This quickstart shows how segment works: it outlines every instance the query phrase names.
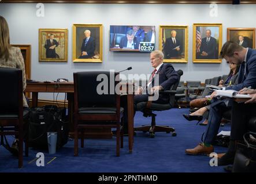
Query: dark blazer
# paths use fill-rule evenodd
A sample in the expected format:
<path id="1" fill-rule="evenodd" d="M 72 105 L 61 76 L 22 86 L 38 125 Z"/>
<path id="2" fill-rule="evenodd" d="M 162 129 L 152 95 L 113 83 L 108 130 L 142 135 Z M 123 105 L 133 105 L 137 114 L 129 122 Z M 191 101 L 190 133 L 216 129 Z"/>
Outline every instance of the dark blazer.
<path id="1" fill-rule="evenodd" d="M 145 42 L 150 42 L 151 39 L 152 38 L 152 34 L 153 34 L 153 32 L 152 30 L 150 30 L 147 33 L 147 35 L 144 37 L 144 41 Z"/>
<path id="2" fill-rule="evenodd" d="M 239 91 L 249 86 L 252 89 L 256 89 L 256 50 L 248 48 L 245 68 L 244 75 L 244 71 L 242 69 L 241 64 L 238 72 L 238 85 L 227 87 L 227 90 Z"/>
<path id="3" fill-rule="evenodd" d="M 82 45 L 81 47 L 81 54 L 82 52 L 87 52 L 87 55 L 86 56 L 80 56 L 80 59 L 87 59 L 91 58 L 94 56 L 94 51 L 95 51 L 95 40 L 91 36 L 90 37 L 89 40 L 88 40 L 86 45 L 84 45 L 86 43 L 86 38 L 83 40 Z"/>
<path id="4" fill-rule="evenodd" d="M 56 40 L 53 39 L 53 43 L 51 43 L 50 39 L 46 40 L 44 44 L 44 48 L 46 49 L 46 58 L 56 58 L 56 51 L 55 48 L 54 49 L 50 49 L 50 47 L 56 45 L 58 47 L 59 43 Z"/>
<path id="5" fill-rule="evenodd" d="M 132 30 L 132 28 L 128 28 L 127 31 L 131 29 Z M 139 43 L 140 42 L 143 41 L 144 36 L 145 33 L 144 32 L 144 30 L 139 28 L 135 34 L 135 38 L 137 39 L 138 42 Z"/>
<path id="6" fill-rule="evenodd" d="M 126 36 L 124 36 L 123 38 L 121 39 L 120 41 L 120 47 L 121 48 L 123 48 L 124 47 L 125 48 L 127 46 L 127 37 Z M 134 37 L 133 39 L 133 44 L 134 44 L 134 49 L 139 49 L 139 43 L 137 39 L 135 37 Z"/>
<path id="7" fill-rule="evenodd" d="M 164 47 L 164 51 L 165 52 L 165 59 L 170 59 L 172 57 L 178 57 L 180 56 L 182 51 L 182 47 L 180 42 L 178 39 L 175 38 L 176 44 L 172 41 L 172 37 L 168 38 L 165 41 L 165 47 Z M 180 45 L 180 50 L 177 51 L 174 49 L 175 47 Z"/>
<path id="8" fill-rule="evenodd" d="M 238 44 L 240 44 L 240 41 L 239 41 L 238 42 Z M 248 43 L 246 41 L 245 41 L 244 40 L 243 40 L 243 43 L 242 43 L 242 46 L 243 46 L 244 48 L 247 48 L 249 47 L 248 45 Z"/>
<path id="9" fill-rule="evenodd" d="M 206 43 L 206 38 L 205 37 L 202 39 L 201 46 L 200 47 L 200 54 L 205 51 L 208 55 L 207 56 L 202 56 L 200 55 L 199 59 L 217 59 L 218 53 L 217 48 L 217 40 L 213 37 L 210 37 L 210 41 L 207 44 Z"/>
<path id="10" fill-rule="evenodd" d="M 164 90 L 169 90 L 171 86 L 178 81 L 179 74 L 170 63 L 164 63 L 157 71 L 157 74 L 158 75 L 152 79 L 152 87 L 155 86 L 155 79 L 157 78 L 158 78 L 159 83 L 155 85 L 162 86 Z M 167 101 L 169 100 L 169 95 L 159 94 L 159 99 Z"/>

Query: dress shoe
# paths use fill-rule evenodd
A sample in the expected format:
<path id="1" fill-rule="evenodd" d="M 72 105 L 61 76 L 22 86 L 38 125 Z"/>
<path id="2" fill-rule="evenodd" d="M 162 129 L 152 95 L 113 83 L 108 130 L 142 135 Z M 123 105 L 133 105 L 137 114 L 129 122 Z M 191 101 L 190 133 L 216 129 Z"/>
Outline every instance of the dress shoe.
<path id="1" fill-rule="evenodd" d="M 210 102 L 207 100 L 207 98 L 194 99 L 191 101 L 190 102 L 190 108 L 201 108 L 209 104 Z"/>
<path id="2" fill-rule="evenodd" d="M 9 150 L 14 156 L 18 155 L 18 140 L 16 139 Z"/>
<path id="3" fill-rule="evenodd" d="M 185 150 L 185 152 L 188 155 L 198 155 L 210 154 L 213 151 L 213 146 L 211 145 L 207 147 L 203 144 L 203 143 L 201 143 L 193 149 Z"/>
<path id="4" fill-rule="evenodd" d="M 208 124 L 208 121 L 207 121 L 206 122 L 205 121 L 203 122 L 199 123 L 199 125 L 201 126 L 206 126 L 207 124 Z"/>
<path id="5" fill-rule="evenodd" d="M 191 116 L 189 114 L 182 114 L 183 117 L 188 121 L 197 120 L 198 122 L 203 120 L 203 116 Z"/>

» **Stated problem**
Please render every line of the entries above as a JSON list of strings, one string per line, with blank lines omitted. Leave the pictures out of your answer.

» **Exercise output**
[
  "This quickstart shows how segment works: it outlines every instance the query phrase names.",
  "Query: dark blazer",
  "# paths use fill-rule evenodd",
  "A sample in the expected format:",
  "<path id=\"1\" fill-rule=\"evenodd\" d=\"M 72 105 L 61 76 L 22 86 L 38 125 Z\"/>",
  "<path id=\"2\" fill-rule=\"evenodd\" d=\"M 162 129 L 152 95 L 113 83 L 108 130 L 142 135 Z M 123 105 L 133 105 L 137 114 L 129 122 Z M 191 101 L 190 133 L 216 129 Z\"/>",
  "Outline every instance of the dark blazer.",
  "<path id=\"1\" fill-rule=\"evenodd\" d=\"M 145 42 L 150 42 L 151 39 L 152 38 L 152 34 L 153 34 L 153 32 L 152 30 L 150 30 L 147 33 L 147 35 L 144 37 L 144 41 Z\"/>",
  "<path id=\"2\" fill-rule=\"evenodd\" d=\"M 239 91 L 249 86 L 252 89 L 256 89 L 256 50 L 248 48 L 245 68 L 244 75 L 244 71 L 242 69 L 241 64 L 238 72 L 238 85 L 227 87 L 227 90 Z\"/>",
  "<path id=\"3\" fill-rule=\"evenodd\" d=\"M 82 45 L 81 47 L 81 54 L 82 52 L 87 52 L 87 55 L 86 56 L 80 56 L 80 59 L 87 59 L 91 58 L 94 56 L 94 51 L 95 51 L 95 40 L 91 36 L 90 37 L 89 40 L 88 40 L 86 45 L 84 45 L 86 43 L 86 38 L 83 40 Z\"/>",
  "<path id=\"4\" fill-rule=\"evenodd\" d=\"M 56 40 L 53 39 L 53 43 L 51 43 L 50 39 L 46 40 L 44 44 L 44 48 L 46 49 L 46 58 L 56 58 L 56 51 L 55 48 L 54 49 L 50 49 L 50 47 L 56 45 L 58 47 L 59 43 Z\"/>",
  "<path id=\"5\" fill-rule=\"evenodd\" d=\"M 132 30 L 132 28 L 128 28 L 127 31 L 131 29 Z M 139 43 L 140 42 L 143 41 L 144 36 L 145 33 L 144 32 L 144 30 L 139 28 L 135 34 L 135 38 L 137 39 L 138 42 Z\"/>",
  "<path id=\"6\" fill-rule=\"evenodd\" d=\"M 126 36 L 124 36 L 123 38 L 121 39 L 120 41 L 120 47 L 121 48 L 123 48 L 124 47 L 125 48 L 127 46 L 127 37 Z M 134 37 L 133 39 L 133 44 L 134 44 L 134 49 L 139 49 L 139 43 L 137 39 L 135 37 Z\"/>",
  "<path id=\"7\" fill-rule=\"evenodd\" d=\"M 164 47 L 164 51 L 165 52 L 165 59 L 170 59 L 172 57 L 178 57 L 180 56 L 182 51 L 182 47 L 180 42 L 178 39 L 175 38 L 176 44 L 172 41 L 172 37 L 168 38 L 165 41 L 165 47 Z M 180 45 L 180 50 L 177 51 L 174 49 L 175 47 Z\"/>",
  "<path id=\"8\" fill-rule=\"evenodd\" d=\"M 238 44 L 240 44 L 240 41 L 239 41 L 238 42 Z M 248 43 L 246 41 L 245 41 L 244 40 L 243 40 L 243 43 L 242 43 L 242 46 L 243 46 L 244 48 L 247 48 L 249 47 L 248 45 Z\"/>",
  "<path id=\"9\" fill-rule=\"evenodd\" d=\"M 206 43 L 206 38 L 205 37 L 202 39 L 201 46 L 200 47 L 200 54 L 205 51 L 208 55 L 207 56 L 202 56 L 200 55 L 199 59 L 217 59 L 218 53 L 217 48 L 217 40 L 213 37 L 210 37 L 210 41 L 207 44 Z\"/>",
  "<path id=\"10\" fill-rule=\"evenodd\" d=\"M 164 90 L 169 90 L 171 86 L 178 81 L 179 74 L 170 63 L 164 63 L 157 71 L 157 74 L 158 75 L 152 79 L 152 87 L 155 86 L 155 79 L 157 78 L 158 78 L 159 83 L 155 85 L 162 86 Z M 167 101 L 169 100 L 169 95 L 159 94 L 159 99 Z\"/>",
  "Query: dress shoe",
  "# paths use fill-rule evenodd",
  "A sample in the expected format:",
  "<path id=\"1\" fill-rule=\"evenodd\" d=\"M 72 105 L 61 76 L 22 86 L 38 125 Z\"/>",
  "<path id=\"2\" fill-rule=\"evenodd\" d=\"M 162 129 L 152 95 L 113 83 L 108 130 L 142 135 Z M 123 105 L 133 105 L 137 114 L 129 122 Z M 191 101 L 190 133 L 216 129 Z\"/>",
  "Outline every instance of the dress shoe.",
  "<path id=\"1\" fill-rule=\"evenodd\" d=\"M 210 102 L 207 100 L 207 98 L 194 99 L 191 101 L 190 102 L 190 108 L 201 108 L 209 104 Z\"/>",
  "<path id=\"2\" fill-rule=\"evenodd\" d=\"M 9 150 L 14 156 L 18 155 L 18 140 L 16 139 Z\"/>",
  "<path id=\"3\" fill-rule=\"evenodd\" d=\"M 185 150 L 185 152 L 188 155 L 198 155 L 210 154 L 213 151 L 213 146 L 211 145 L 207 147 L 203 144 L 203 143 L 201 143 L 193 149 Z\"/>",
  "<path id=\"4\" fill-rule=\"evenodd\" d=\"M 208 124 L 208 121 L 207 121 L 206 122 L 205 121 L 203 122 L 199 123 L 199 125 L 201 126 L 206 126 L 207 124 Z\"/>",
  "<path id=\"5\" fill-rule=\"evenodd\" d=\"M 191 116 L 189 114 L 182 114 L 183 117 L 188 121 L 197 120 L 198 122 L 203 120 L 203 116 Z\"/>"
]